● WORK REQUIRED: Omit the pictures and output every entry below exactly as written.

● ENTRIES:
-*-*-

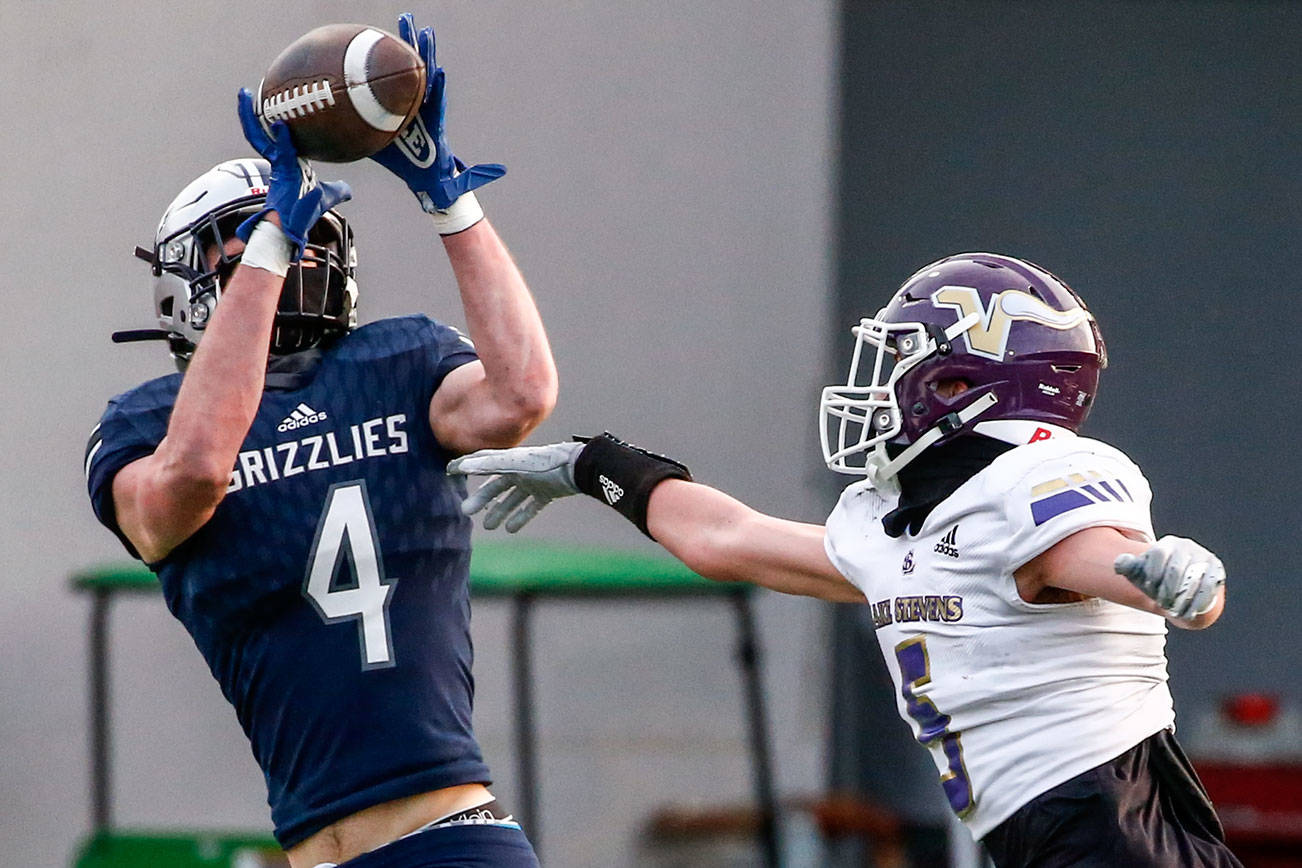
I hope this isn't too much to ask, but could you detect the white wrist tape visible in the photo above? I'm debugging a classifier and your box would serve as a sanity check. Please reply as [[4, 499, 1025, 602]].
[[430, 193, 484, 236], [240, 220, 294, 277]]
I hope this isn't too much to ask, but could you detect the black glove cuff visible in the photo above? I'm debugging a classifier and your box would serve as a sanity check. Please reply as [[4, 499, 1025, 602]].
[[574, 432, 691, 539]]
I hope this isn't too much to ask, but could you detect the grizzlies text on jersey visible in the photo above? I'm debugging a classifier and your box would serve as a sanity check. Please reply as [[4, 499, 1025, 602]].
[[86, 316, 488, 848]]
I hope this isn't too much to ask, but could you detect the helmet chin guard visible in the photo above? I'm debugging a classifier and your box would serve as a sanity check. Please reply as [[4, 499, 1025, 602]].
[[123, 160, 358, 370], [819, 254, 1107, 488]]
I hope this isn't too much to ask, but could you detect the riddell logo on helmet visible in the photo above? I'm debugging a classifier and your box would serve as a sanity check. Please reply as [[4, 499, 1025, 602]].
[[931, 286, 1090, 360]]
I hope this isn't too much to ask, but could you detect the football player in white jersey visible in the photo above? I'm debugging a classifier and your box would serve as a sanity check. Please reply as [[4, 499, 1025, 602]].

-*-*-

● RESULT OF THIS TASK:
I hope this isn't too much to ask, but could you detect the white wrist tape visible in the photo above? I'm debugging a classifier and your box would serve as a sanity check. Please reply as [[4, 499, 1025, 602]].
[[430, 193, 484, 236], [240, 220, 294, 277]]
I hope this isn't too much to ask, but could you detect the black glove cuff visible in the photo above? I'm debugging a classifier and your box would serve as a sanity check. Please reply as [[4, 499, 1025, 602]].
[[574, 432, 691, 539]]
I hope this isn't too much to ask, but could you detect the grizzlies text on jersey visible in the photo above? I'm debugging a classifier and your box would serve as a sanity check. Please reply as [[4, 499, 1025, 602]].
[[86, 316, 488, 848]]
I hope this isn't too much to ask, but could you detect the helmet chin guard visible in the photo above? I'm debugging a classifier and your box would serve as a sanity check. Please reply as [[4, 499, 1025, 602]].
[[123, 160, 358, 370], [819, 254, 1107, 488]]
I hope this isn't too much to ask, but could you detect the riddell logo on helmet visible in the photo above? I'm debugging a classifier and your box would serve as a sanity check. Please reply as [[4, 499, 1025, 602]].
[[931, 286, 1090, 360]]
I hope this isn't too much to ask, but could you detect the football player in white jersey visible in the photo above? I'm debugging a classifier and your box would serve as a sanity check. Please reply as [[4, 499, 1025, 602]].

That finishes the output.